▶ [Reading passage]
::::

This failed with the Coral moved back to USB from M.2 a/e, so I can rule this change out as a potential cause (it was an outside chance anyway, given the error).
In the spirit of investigation, I've reverted to HAOS 10.4 and will monitor for any change in behaviour. I notice that HAOS 10.5 shipped with a new kernel, so I guess it's possible that this has changed behaviour in some way. Will update this case when I get any results, positive or otherwise.
This seems to indicate an issue related to the i915 integrated GPU. I am using Frigate as an add-on, with (CPU) accelerated video decoding, so it's possibly some interaction between HAOS and Frigate, although I'm using a Coral, rather than GPU, for object detection, so the i915 shouldn't be actively used.
Maybe i915 is used for decoding or encoding video streams? :thinking:
In the spirit of investigation, I've reverted to HAOS 10.4 and will monitor for any change in behaviour. I notice that HAOS 10.5 shipped with a new kernel, so I guess it's possible that this has changed behaviour in some way. Will update this case when I get any results, positive or otherwise.
We usually update the kernel to the latest upstream stable kernel releases. These typically contain bug fixes, so shouldn't lead to regressions typically, so I don't expect that reverting to 10.4 will help here. But let's see :crossed_fingers:
Maybe i915 is used for decoding or encoding video streams? 🤔
I don't believe so. My understanding from the Frigate docs is that this is CPU rather than GPU offloaded and that the GPU only gets used when using OpenVINO. I will check, however.

::::

▶ [Material provided]
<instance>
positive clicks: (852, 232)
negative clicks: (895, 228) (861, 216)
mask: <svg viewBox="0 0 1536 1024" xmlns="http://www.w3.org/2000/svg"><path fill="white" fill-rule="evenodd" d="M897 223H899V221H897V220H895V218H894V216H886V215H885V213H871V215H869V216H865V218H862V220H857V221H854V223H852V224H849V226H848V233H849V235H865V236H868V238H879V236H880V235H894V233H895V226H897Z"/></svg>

::::

Name each software product that the forum thread mentions by name. The listing has nothing to do with the forum thread.

▶ [Completed task]
HAOS, Frigate, OpenVINO